* **BLOCO DE TEXTO**
:::::

A Sandra e o Paulo vão à escola

A Sandra acorda duas horas e meia antes de chegar à escola. A mãe precisa de uma hora para a despachar e depois tem mais de uma hora e meia de caminho na carrinha da escola de educação especial, recolhendo todos os seus colegas pelo caminho durante 30 quilómetros. No regresso, a Sandra leva igual tempo até casa e vai dormitando ou vendo a paisagem passar, chegando a casa já perto da hora do banho e do jantar.
Ali perto, o Paulo, não anda em escola especial, está na escola regular da área de residência. Acorda uma hora antes para a mãe o preparar e depois são menos de 10 minutos até à escola do terceiro ciclo. Ao fim da tarde, o Paulo chega cedo a casa e tem muito tempo para estar com a família, ir à loja ou dar um passeio até à hora de jantar.
A mãe do Paulo vai com muita frequência à escola, pois fica perto. Acompanha o trabalho com o filho, participa em tarefas na sala e diz gostar imenso de conversar com o professor.
A mãe da Sandra raramente vai à escola da filha, pois a distância é tão grande, que teria de perder tempo no emprego.
Uma vez chegada à escola, a Sandra está numa sala com cinco colegas, todos eles também com deficiências profundas como ela. Tem apoio de técnicos e a educadora faz imensas actividades de comunicação, estimulação dos sentidos e outras, sempre com o máximo carinho e com a preocupação de lhe proporcionar os melhores cuidados pessoais e segurança. A escola tem muito material específico para a Sandra, não faltando recursos materiais. A sala é grande e tem muito sol.
O Paulo está numa escola com centenas de jovens da sua idade, alguns deles vizinhos e parentes que o visitam na sua sala, partilhada com outros cinco colegas, também deficiências muito acentuadas, como a Sandra.
No ensino regular, o Paulo tem aulas de Educação Física, Expressão Musical e Expressão Plástica com professores do segundo ciclo e faz imensas actividades com os colegas sem deficiência, que já se dizem seus amigos. Vai a passeios com eles, participa nas festas, datas comemorativas e em aulas e actividades conjuntas. Nessas alturas o Paulo fica muito agitado e sorri. Diz a mãe que há muito tempo não o via sorrir.

:::::

* **MATERIAL FORNECIDO**
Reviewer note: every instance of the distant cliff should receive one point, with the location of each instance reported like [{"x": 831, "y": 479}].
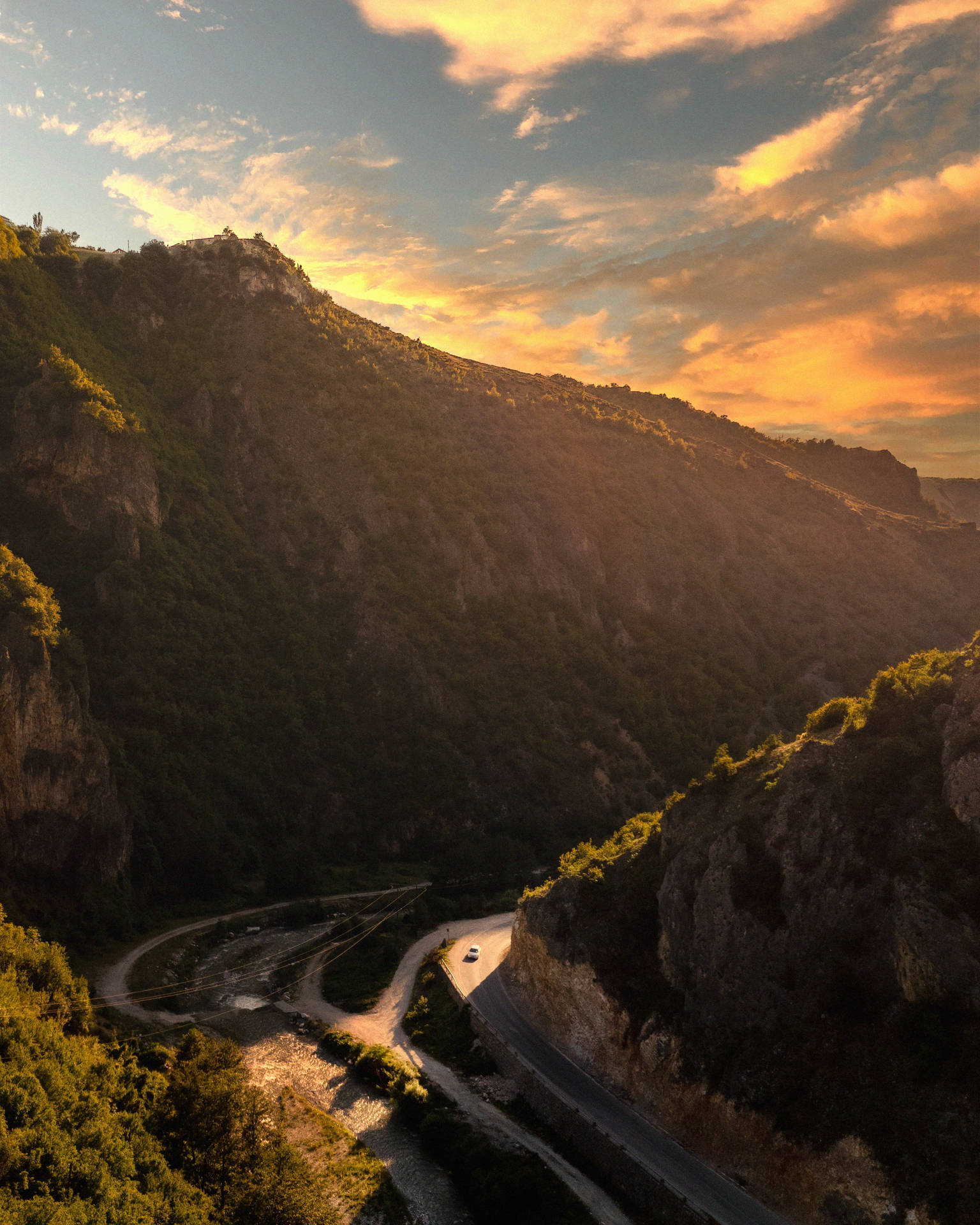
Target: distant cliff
[
  {"x": 958, "y": 496},
  {"x": 784, "y": 967}
]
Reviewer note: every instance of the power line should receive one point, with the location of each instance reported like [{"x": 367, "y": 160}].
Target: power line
[{"x": 318, "y": 969}]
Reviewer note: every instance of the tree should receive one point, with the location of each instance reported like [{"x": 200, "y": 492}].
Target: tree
[
  {"x": 283, "y": 1191},
  {"x": 214, "y": 1124},
  {"x": 56, "y": 243}
]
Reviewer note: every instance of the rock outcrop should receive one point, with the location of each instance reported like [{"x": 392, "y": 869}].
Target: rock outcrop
[
  {"x": 801, "y": 936},
  {"x": 958, "y": 496},
  {"x": 61, "y": 826}
]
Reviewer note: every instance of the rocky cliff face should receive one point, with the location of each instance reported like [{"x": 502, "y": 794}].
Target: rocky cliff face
[
  {"x": 799, "y": 942},
  {"x": 61, "y": 827},
  {"x": 98, "y": 480},
  {"x": 958, "y": 496}
]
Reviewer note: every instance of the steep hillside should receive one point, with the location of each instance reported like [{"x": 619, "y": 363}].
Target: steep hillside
[
  {"x": 342, "y": 595},
  {"x": 61, "y": 829},
  {"x": 794, "y": 947},
  {"x": 958, "y": 496}
]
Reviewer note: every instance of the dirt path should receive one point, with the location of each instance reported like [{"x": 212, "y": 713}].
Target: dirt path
[
  {"x": 383, "y": 1025},
  {"x": 287, "y": 1060},
  {"x": 112, "y": 984}
]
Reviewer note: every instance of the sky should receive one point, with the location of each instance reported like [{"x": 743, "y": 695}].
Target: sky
[{"x": 767, "y": 207}]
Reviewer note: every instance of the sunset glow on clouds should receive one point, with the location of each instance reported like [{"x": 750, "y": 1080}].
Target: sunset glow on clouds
[{"x": 764, "y": 207}]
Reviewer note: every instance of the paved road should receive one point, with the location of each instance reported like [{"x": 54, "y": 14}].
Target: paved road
[
  {"x": 699, "y": 1184},
  {"x": 383, "y": 1025}
]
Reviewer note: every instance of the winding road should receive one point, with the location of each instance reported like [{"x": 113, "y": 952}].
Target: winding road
[
  {"x": 701, "y": 1185},
  {"x": 482, "y": 984},
  {"x": 383, "y": 1025}
]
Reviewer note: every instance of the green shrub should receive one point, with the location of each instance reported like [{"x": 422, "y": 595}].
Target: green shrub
[
  {"x": 21, "y": 593},
  {"x": 97, "y": 401},
  {"x": 10, "y": 245},
  {"x": 590, "y": 861},
  {"x": 342, "y": 1044},
  {"x": 831, "y": 715}
]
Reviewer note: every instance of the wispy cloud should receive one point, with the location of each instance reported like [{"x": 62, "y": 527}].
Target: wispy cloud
[
  {"x": 782, "y": 157},
  {"x": 53, "y": 124},
  {"x": 131, "y": 135},
  {"x": 22, "y": 36},
  {"x": 519, "y": 47},
  {"x": 539, "y": 124},
  {"x": 910, "y": 211},
  {"x": 923, "y": 13}
]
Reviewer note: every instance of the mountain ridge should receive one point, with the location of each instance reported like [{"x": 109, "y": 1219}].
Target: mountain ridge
[{"x": 396, "y": 602}]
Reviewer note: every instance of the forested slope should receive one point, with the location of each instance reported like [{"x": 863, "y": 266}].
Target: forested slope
[
  {"x": 784, "y": 965},
  {"x": 341, "y": 595}
]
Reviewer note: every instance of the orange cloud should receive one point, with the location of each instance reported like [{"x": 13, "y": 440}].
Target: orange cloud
[
  {"x": 516, "y": 45},
  {"x": 781, "y": 158},
  {"x": 923, "y": 13},
  {"x": 840, "y": 369},
  {"x": 912, "y": 211}
]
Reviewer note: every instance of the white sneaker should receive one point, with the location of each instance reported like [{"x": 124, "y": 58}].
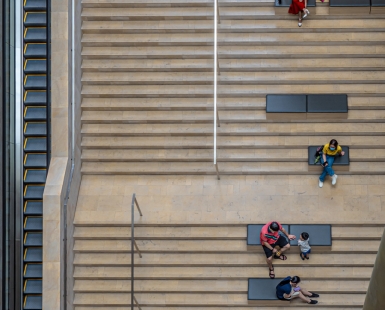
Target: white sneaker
[{"x": 334, "y": 179}]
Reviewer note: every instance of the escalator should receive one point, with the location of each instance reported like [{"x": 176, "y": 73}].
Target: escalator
[{"x": 36, "y": 125}]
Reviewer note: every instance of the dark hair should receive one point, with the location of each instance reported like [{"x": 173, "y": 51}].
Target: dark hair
[
  {"x": 274, "y": 226},
  {"x": 295, "y": 279},
  {"x": 334, "y": 142},
  {"x": 305, "y": 235}
]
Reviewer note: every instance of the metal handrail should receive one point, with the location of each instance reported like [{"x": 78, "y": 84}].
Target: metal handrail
[{"x": 134, "y": 245}]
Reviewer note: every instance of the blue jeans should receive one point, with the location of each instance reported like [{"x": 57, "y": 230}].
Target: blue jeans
[{"x": 328, "y": 169}]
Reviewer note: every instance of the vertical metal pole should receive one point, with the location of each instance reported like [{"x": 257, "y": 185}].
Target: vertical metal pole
[
  {"x": 132, "y": 251},
  {"x": 215, "y": 79}
]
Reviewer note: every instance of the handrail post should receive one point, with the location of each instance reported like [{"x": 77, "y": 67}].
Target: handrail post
[
  {"x": 137, "y": 205},
  {"x": 137, "y": 248},
  {"x": 216, "y": 167},
  {"x": 137, "y": 304},
  {"x": 219, "y": 17}
]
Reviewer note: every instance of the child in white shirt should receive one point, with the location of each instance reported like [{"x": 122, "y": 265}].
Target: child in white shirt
[{"x": 303, "y": 243}]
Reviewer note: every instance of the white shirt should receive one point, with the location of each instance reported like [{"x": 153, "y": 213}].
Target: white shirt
[{"x": 304, "y": 244}]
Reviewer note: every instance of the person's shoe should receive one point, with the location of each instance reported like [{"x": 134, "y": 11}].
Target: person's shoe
[{"x": 334, "y": 179}]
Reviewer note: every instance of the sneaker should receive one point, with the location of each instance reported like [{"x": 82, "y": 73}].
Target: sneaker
[{"x": 334, "y": 179}]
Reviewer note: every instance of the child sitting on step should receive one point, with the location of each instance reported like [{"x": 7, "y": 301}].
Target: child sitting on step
[{"x": 303, "y": 243}]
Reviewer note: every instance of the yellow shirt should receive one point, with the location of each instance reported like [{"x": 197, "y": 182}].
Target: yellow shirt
[{"x": 329, "y": 152}]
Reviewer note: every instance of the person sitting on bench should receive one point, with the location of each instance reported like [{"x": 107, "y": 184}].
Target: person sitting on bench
[
  {"x": 270, "y": 238},
  {"x": 329, "y": 152},
  {"x": 289, "y": 289}
]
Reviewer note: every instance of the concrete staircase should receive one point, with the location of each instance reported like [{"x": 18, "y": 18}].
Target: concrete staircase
[
  {"x": 147, "y": 87},
  {"x": 208, "y": 266}
]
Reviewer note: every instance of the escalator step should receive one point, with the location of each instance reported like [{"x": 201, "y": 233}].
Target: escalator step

:::::

* **INSTRUÇÃO**
Reescreva em forma de lista o parágrafo do texto sobre a Sandra e o Paulo que começa por «No ensino regular», conservando os factos principais.

* **RESPOSTA AO EXERCÍCIO**
- O Paulo tem aulas de Educação Física, Expressão Musical e Expressão Plástica com professores do segundo ciclo.
- Faz muitas atividades com os colegas sem deficiência, que já se dizem seus amigos.
- Vai a passeios com eles e participa em festas, datas comemorativas e aulas e atividades conjuntas.
- Nessas alturas fica muito agitado e sorri, e a mãe diz que há muito tempo não o via sorrir.